● About this exercise:
Below are the records; give again exactly the line with "# point at: news", the line with "# point at: person", and each line that lies between them, and nothing besides.

● Data records:
▼

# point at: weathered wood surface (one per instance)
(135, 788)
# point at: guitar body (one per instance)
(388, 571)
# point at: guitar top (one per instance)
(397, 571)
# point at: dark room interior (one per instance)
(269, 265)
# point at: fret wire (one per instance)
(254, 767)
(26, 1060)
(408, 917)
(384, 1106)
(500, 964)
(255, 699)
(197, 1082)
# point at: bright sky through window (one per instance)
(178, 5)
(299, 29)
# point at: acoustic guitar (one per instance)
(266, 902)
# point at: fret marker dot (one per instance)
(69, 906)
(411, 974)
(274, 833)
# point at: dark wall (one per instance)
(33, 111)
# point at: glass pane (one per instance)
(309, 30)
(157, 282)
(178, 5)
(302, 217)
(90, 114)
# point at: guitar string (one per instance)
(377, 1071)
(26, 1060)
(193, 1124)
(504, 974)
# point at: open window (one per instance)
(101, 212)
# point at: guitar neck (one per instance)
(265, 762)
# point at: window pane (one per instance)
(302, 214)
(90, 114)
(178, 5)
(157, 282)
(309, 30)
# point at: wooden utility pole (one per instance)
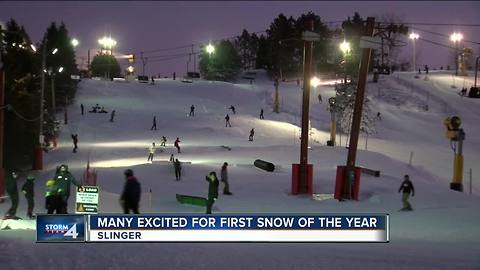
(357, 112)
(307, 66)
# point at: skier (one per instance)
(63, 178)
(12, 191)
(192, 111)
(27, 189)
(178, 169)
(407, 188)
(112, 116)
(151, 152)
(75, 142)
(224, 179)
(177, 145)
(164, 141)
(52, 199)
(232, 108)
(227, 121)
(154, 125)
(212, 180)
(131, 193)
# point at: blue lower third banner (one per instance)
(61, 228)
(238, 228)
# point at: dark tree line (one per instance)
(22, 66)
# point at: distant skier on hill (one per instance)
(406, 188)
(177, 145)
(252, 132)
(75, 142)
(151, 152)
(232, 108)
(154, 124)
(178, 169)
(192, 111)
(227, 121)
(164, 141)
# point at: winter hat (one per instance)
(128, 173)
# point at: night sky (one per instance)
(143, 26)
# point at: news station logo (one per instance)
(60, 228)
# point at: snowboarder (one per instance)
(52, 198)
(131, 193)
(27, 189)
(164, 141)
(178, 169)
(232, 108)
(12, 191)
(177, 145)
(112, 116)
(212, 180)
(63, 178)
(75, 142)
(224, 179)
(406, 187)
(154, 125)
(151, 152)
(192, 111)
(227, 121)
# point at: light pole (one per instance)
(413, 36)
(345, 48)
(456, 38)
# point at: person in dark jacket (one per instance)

▲
▼

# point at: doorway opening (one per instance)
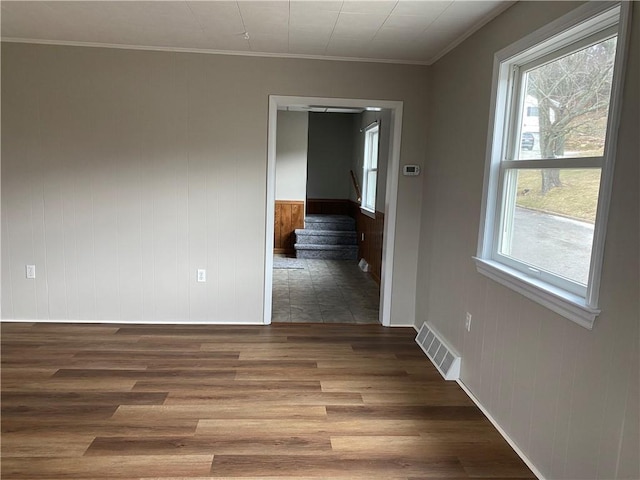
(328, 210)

▲

● Solution to the exercise:
# point at: news station logo (one per instance)
(60, 228)
# point at: snowboarder (one per instance)
(52, 198)
(131, 193)
(27, 189)
(164, 141)
(178, 169)
(232, 108)
(12, 191)
(177, 145)
(112, 116)
(212, 180)
(63, 178)
(75, 142)
(224, 179)
(406, 187)
(154, 125)
(151, 152)
(192, 111)
(227, 121)
# point at: light pole (one per instance)
(413, 36)
(345, 48)
(456, 38)
# point at: person in dark jacket (one per instance)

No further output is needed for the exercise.